#### Problem requirements
Copy out each line below that contains the word "fallen". Upper and lower case must match.

━━━━━ Data supplied

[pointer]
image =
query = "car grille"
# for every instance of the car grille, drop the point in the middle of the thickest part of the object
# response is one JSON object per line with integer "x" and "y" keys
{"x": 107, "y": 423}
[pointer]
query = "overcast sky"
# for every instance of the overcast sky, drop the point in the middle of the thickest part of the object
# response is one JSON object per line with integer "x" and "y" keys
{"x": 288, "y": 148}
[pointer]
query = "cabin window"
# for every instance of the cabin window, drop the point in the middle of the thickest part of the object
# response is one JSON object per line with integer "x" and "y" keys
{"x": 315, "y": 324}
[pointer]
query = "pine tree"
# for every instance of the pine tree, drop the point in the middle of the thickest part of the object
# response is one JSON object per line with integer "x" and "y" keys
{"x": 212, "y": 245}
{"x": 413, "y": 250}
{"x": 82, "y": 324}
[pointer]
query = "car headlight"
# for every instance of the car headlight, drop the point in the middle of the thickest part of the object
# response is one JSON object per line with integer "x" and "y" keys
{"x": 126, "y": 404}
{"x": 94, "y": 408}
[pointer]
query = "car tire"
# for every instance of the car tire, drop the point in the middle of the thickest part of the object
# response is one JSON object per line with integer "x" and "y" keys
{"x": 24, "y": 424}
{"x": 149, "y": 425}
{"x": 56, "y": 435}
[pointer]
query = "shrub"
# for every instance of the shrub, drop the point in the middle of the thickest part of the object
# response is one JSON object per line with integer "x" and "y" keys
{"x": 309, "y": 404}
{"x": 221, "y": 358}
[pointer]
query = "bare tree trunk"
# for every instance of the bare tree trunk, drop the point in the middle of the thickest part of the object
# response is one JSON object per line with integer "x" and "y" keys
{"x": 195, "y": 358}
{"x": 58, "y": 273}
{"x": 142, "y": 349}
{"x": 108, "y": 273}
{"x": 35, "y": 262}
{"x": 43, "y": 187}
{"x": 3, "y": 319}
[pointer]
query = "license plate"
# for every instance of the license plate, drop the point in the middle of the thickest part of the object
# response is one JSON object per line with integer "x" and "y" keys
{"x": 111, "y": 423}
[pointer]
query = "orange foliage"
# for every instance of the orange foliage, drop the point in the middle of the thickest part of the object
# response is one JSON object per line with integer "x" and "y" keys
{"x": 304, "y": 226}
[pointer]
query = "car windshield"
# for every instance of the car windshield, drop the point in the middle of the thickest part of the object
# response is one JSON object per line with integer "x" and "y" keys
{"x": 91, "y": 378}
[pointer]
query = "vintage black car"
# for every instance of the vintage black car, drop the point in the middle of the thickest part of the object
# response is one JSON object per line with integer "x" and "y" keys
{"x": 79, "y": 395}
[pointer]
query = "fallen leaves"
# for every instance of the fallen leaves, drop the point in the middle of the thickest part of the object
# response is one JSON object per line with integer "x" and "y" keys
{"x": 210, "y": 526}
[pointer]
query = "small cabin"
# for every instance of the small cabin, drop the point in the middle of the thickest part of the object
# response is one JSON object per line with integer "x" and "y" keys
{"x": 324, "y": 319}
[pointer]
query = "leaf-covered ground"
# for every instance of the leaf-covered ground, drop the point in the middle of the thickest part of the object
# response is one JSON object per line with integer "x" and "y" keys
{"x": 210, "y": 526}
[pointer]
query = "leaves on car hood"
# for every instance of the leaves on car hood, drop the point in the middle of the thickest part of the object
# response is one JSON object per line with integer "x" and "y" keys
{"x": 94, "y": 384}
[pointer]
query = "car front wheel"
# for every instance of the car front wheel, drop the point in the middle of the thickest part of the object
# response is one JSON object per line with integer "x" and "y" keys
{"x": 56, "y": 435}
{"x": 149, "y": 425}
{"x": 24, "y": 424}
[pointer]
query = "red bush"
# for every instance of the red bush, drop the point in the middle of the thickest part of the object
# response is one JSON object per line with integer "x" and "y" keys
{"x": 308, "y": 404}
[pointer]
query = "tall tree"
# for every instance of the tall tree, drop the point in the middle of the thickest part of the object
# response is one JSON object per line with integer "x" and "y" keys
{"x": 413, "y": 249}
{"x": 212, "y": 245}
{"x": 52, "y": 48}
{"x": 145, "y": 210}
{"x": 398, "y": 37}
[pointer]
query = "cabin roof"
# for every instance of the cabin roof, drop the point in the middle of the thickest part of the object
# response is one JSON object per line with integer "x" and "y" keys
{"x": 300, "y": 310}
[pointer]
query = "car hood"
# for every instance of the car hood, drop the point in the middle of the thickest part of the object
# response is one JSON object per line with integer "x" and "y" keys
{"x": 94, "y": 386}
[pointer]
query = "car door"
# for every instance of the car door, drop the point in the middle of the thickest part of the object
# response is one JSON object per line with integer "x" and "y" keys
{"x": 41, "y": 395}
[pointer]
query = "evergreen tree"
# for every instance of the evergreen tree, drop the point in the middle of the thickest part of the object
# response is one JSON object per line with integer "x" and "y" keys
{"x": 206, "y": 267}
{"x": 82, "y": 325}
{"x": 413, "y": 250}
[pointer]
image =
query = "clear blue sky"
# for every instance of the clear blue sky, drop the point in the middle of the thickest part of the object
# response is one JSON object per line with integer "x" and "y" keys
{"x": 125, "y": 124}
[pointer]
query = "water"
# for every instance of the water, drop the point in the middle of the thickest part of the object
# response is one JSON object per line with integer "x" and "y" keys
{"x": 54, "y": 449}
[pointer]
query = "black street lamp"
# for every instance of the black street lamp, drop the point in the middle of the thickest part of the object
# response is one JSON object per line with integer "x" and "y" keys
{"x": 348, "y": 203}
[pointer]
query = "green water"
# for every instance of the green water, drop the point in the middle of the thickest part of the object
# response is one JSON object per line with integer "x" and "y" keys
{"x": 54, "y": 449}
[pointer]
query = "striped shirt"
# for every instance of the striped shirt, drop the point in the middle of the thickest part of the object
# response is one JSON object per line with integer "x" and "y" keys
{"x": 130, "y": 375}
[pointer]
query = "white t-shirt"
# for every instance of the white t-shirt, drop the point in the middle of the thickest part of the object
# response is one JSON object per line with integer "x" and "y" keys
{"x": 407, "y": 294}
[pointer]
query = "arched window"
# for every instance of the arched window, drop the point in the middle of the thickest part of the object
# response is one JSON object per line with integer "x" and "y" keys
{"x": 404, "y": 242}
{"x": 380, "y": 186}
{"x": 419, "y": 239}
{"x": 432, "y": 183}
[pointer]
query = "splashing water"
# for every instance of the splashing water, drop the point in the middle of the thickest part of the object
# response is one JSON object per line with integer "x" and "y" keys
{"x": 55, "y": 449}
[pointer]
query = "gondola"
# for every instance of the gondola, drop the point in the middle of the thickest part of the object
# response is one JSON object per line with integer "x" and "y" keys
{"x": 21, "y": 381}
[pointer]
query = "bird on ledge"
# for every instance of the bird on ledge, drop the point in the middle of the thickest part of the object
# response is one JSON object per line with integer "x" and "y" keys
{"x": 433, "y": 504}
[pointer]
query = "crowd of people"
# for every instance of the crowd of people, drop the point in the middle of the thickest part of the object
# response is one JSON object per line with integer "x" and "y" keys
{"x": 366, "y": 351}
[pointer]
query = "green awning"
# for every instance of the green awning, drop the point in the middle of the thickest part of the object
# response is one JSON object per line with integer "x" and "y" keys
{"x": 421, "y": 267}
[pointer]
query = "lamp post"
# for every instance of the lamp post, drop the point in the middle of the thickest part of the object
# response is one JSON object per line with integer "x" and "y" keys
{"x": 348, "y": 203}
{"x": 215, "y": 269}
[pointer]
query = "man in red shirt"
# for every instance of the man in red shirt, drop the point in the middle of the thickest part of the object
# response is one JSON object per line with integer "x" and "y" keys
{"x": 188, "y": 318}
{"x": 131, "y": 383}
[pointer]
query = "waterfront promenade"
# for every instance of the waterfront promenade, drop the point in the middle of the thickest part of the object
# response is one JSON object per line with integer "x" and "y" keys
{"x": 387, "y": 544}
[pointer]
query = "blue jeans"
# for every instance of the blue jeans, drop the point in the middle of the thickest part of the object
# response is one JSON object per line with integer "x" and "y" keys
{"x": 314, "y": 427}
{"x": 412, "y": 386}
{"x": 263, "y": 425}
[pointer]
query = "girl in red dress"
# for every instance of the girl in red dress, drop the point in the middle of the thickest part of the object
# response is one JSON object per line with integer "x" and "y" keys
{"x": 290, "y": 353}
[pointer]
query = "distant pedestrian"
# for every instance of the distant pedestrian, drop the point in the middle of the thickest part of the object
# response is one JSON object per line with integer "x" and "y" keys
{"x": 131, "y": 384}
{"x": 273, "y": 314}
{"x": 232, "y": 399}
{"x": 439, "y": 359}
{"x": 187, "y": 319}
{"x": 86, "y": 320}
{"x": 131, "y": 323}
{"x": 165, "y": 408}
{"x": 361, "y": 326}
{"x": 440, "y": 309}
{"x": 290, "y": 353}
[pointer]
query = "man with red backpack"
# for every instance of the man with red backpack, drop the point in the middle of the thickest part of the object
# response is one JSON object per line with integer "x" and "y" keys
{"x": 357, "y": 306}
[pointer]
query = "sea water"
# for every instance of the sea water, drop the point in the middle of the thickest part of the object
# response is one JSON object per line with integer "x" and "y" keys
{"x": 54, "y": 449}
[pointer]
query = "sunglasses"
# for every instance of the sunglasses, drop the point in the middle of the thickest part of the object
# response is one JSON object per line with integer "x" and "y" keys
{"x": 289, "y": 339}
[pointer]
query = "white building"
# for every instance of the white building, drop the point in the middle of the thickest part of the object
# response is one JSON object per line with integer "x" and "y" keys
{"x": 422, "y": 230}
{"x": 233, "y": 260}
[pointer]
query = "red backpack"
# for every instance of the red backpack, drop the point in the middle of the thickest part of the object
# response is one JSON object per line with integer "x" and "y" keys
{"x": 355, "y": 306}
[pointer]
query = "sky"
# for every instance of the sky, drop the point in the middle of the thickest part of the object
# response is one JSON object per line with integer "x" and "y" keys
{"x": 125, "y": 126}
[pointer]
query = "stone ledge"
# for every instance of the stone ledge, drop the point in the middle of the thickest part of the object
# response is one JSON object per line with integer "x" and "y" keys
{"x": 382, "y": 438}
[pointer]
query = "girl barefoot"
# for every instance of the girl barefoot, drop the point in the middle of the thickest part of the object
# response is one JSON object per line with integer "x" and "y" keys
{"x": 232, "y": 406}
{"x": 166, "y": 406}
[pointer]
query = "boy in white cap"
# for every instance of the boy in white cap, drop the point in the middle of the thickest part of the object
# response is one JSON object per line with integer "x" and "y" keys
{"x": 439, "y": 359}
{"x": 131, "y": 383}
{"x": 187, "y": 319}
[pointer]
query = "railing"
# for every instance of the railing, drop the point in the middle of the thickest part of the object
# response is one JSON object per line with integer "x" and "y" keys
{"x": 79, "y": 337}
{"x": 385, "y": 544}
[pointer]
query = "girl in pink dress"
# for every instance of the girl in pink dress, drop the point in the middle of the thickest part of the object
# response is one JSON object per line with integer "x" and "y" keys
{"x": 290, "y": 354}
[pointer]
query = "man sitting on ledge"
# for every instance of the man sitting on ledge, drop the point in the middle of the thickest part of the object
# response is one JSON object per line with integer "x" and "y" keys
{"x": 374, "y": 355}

━━━━━━━━━━

#### Exercise response
query = "fallen leaves"
# for every instance of the fallen leaves, drop the point in the middle of the thickest part of the object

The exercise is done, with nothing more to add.